情報の活用 ::
(a) HIV/HBV共感染に関するページ抜粋をもとに、次の問いに答えてください。
(i) HBV感染による肝障害の機序は、主に何を介したものとされていますか。
(ii) トランスアミナーゼが基準値の何倍を越える場合に、治療の中止も考慮するとされていますか。
(iii) 肝障害の鑑別診断として、括弧内に挙げられている原因は何ですか。
(b) HIV/HBV共感染者のB型慢性肝炎治療を扱った文章を、最後の文の後から書き継いでください。

ページ抜粋 ::
□ □ □ □ □ □ □

XIIHIV/HBV共感染者での抗HIV療法
6.HIV/HBV共感染におけるB型慢性肝炎治療時の問題点と対応
①HBV治療を兼ねたART開始による免疫再構築
HBV感染による肝障害の機序は主に細胞性免疫を介したものであるため、ART開始後に免疫再構築の結果として一過性のトランスアミナーゼ上昇がみられることがある。トランスアミナーゼが基準値の5〜10倍を越える場合には、治療の中止も考慮するとされている。しかしこの一過性の肝障害は、HBe抗原陽性からHBe抗体陽性へのセロコンバージョン期にあたっている場合もあり肝障害の鑑別診断(C型肝炎やアルコール、他の薬剤による肝障害)を行い、慎重な経過観察とともに治療を継続する方が望ましいと思われる(BIII)7, 8)。

□ □ □ □ □ □ □

データ記録 ::
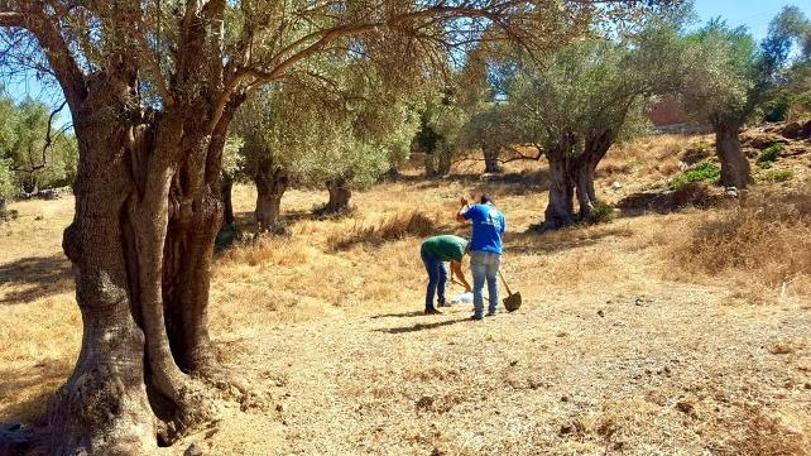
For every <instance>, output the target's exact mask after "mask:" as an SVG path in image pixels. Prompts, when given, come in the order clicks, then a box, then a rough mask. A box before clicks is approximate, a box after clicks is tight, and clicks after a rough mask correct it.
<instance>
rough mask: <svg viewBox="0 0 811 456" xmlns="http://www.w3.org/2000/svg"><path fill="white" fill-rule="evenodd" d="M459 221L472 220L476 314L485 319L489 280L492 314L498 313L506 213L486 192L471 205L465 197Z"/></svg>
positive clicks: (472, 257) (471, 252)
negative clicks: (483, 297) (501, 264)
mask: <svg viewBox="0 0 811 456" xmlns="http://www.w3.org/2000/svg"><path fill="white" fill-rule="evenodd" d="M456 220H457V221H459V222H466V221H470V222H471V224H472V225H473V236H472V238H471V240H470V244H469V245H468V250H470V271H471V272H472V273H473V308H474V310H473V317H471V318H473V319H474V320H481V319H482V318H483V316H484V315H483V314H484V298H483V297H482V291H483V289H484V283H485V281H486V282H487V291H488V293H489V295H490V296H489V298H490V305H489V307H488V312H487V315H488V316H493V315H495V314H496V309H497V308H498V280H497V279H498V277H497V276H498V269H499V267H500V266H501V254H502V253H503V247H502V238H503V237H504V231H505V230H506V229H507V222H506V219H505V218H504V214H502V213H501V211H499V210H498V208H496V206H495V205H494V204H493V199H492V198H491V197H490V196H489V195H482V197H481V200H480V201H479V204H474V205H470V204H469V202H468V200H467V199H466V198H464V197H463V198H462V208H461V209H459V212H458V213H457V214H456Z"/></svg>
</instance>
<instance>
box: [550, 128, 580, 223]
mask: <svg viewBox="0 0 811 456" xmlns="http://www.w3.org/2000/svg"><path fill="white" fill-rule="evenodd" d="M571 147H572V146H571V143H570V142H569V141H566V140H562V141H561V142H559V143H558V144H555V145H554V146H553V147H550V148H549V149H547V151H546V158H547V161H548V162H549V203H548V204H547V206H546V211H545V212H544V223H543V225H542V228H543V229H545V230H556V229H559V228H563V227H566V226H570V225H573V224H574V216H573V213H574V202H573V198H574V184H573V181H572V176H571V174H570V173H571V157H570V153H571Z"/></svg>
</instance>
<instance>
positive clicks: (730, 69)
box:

□ □ □ □ □ □ □

課題別の解答 ::
(a)
(i) 細胞性免疫です。
(ii) 5〜10倍です。
(iii) C型肝炎、アルコール、他の薬剤です。

(b)
②ARTレジメンとしてテノホビル(TDFまたはTAF)が使用できない場合
副作用やウイルス学的治療失敗の理由でテノホビルが使用できない場合には、テノホビルを含まないARTレジメンにエンテカビルを併用する(AII)7-9)。この際、ラミブジン耐性HBVの場合にはエンテカビルは通常量の0.5 mg/dayではなく、倍量の1 mg/dayで投与し(CIII)、さらに3ヵ月ごとにHBV DNAを検査し、ブレイクスルーに注意する7, 8)。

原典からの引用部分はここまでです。